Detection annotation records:
* Start *

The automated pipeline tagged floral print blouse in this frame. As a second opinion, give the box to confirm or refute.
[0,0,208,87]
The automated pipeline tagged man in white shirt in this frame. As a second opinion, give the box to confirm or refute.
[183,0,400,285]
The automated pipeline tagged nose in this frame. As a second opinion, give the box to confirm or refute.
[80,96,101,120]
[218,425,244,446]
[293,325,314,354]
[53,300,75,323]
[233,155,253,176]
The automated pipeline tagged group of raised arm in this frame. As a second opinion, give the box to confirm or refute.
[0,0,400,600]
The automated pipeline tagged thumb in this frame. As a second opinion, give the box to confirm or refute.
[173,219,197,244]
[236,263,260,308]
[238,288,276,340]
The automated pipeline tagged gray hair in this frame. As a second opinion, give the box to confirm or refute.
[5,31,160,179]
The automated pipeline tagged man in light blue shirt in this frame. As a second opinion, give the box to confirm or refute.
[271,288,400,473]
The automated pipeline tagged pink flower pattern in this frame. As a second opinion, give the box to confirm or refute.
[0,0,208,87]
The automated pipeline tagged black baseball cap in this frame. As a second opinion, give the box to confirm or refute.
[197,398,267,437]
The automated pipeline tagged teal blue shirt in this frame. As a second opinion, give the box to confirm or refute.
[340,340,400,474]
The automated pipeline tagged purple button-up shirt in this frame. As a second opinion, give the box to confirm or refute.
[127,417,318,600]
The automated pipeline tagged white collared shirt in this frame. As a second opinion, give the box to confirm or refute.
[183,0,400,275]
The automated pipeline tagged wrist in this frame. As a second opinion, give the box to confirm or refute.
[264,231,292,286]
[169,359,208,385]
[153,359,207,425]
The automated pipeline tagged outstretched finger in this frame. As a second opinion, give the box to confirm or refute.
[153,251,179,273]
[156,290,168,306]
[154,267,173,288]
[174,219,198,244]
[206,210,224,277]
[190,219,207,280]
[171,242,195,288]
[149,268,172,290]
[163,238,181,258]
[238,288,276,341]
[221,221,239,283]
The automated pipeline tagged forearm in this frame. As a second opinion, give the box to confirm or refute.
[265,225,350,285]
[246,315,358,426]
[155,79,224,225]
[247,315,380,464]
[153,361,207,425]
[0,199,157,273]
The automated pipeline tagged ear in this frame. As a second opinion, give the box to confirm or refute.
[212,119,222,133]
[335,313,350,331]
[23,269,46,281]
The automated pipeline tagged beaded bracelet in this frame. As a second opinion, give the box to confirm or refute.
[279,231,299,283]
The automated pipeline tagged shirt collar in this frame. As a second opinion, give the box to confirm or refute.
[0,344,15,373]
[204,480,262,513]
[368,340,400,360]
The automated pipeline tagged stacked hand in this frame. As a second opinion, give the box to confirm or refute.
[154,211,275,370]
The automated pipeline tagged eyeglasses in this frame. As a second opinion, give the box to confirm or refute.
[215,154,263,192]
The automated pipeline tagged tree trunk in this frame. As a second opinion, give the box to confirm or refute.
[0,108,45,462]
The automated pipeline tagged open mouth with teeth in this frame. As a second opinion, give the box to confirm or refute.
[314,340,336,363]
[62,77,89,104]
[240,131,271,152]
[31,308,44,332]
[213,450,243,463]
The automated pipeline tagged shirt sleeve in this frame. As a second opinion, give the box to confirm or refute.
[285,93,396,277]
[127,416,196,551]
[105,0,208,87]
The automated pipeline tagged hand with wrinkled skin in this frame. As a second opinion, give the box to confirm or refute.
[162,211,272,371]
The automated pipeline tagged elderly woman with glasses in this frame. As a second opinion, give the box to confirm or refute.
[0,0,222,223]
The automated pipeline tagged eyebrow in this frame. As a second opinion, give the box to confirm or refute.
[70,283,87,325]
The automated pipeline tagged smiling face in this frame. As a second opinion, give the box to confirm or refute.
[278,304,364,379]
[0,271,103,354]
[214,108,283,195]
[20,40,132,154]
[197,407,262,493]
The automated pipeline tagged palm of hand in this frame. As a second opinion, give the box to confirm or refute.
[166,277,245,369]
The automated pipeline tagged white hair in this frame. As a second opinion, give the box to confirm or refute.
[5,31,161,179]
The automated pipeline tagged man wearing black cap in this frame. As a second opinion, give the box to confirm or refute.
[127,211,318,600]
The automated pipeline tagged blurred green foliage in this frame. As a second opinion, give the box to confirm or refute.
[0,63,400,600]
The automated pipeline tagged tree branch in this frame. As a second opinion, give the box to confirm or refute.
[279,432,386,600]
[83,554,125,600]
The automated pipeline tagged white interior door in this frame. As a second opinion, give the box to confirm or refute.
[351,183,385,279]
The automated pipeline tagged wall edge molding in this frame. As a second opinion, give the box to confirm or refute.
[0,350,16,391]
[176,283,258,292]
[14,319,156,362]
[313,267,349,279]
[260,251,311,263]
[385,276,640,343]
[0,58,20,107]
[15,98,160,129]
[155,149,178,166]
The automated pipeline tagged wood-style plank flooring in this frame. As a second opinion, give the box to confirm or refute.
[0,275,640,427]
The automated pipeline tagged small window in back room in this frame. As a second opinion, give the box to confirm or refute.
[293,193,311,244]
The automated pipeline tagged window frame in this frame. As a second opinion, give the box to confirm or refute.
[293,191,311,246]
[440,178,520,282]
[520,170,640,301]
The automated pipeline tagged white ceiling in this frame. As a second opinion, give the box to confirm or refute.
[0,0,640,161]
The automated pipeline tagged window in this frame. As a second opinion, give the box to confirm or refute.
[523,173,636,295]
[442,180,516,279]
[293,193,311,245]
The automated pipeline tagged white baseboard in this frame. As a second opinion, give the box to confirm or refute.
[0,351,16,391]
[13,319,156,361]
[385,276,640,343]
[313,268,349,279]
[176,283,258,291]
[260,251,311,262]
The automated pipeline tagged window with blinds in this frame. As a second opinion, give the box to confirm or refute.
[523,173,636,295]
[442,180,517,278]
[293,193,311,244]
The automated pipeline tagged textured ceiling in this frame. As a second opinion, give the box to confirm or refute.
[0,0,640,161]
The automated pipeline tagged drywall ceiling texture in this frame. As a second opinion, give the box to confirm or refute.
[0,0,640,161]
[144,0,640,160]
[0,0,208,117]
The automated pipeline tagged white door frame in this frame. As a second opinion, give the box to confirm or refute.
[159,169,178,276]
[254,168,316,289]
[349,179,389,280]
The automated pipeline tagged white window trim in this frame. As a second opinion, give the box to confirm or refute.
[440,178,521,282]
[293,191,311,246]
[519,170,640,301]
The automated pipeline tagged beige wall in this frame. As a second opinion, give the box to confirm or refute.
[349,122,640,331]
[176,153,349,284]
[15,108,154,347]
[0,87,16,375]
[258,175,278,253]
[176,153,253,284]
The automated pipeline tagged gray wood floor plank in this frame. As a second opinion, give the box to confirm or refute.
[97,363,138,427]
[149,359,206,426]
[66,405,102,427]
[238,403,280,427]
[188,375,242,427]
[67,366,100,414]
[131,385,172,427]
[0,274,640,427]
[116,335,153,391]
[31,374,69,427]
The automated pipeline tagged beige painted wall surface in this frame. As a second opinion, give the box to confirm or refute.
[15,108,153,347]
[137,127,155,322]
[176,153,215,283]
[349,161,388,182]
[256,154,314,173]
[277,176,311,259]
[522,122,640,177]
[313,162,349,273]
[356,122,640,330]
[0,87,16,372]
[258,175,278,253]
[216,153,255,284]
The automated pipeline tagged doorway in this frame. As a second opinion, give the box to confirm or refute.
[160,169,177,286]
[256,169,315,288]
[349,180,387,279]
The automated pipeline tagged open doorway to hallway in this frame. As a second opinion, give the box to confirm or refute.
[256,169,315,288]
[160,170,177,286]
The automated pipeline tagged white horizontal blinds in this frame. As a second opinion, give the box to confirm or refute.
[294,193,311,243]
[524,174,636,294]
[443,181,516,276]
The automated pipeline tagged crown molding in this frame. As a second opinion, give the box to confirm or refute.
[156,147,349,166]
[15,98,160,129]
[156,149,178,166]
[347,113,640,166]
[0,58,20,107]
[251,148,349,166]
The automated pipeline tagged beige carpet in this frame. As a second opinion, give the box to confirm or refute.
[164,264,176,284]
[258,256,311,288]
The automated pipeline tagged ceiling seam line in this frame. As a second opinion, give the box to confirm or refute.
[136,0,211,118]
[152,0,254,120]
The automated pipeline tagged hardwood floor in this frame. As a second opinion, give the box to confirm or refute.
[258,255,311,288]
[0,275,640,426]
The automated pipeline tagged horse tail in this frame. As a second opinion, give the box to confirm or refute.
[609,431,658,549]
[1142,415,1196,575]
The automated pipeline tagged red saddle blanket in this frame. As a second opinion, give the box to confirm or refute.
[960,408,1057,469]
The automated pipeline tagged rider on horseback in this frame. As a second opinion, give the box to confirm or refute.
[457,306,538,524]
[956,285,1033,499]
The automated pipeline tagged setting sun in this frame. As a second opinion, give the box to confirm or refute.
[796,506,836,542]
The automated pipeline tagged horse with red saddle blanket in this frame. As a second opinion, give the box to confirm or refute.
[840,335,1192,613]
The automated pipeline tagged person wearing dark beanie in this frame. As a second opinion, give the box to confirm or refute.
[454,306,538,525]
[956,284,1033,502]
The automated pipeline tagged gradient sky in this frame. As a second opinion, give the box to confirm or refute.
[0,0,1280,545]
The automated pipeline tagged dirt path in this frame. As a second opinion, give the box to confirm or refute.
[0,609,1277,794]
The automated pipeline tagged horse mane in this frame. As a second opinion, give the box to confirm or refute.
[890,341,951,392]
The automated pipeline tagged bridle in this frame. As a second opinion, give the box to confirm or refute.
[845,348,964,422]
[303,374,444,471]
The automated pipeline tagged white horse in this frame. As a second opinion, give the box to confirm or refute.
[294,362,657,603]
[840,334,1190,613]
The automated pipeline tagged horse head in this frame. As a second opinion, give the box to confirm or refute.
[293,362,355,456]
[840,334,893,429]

* End *

Exact repetition is required for the lines from the one that contains "The automated pipeline tagged horse mane" through the final line; leave out everything else.

The automated pipeline tagged horse mane in this frame. As a second opinion, give the box to confirm or refute.
[890,341,951,392]
The automated pipeline tagged bridle in this frame. As a second opinion, give the box to confirm or refute.
[845,348,964,422]
[303,374,444,471]
The automated pipeline tagged white horse in this frame. As a second opinion, give the box to confirm or refute.
[294,362,657,603]
[840,334,1190,613]
The automated pipeline tagged horse head in this frame. As a second opinion, give the box to confirm or refute.
[293,362,355,456]
[840,334,893,429]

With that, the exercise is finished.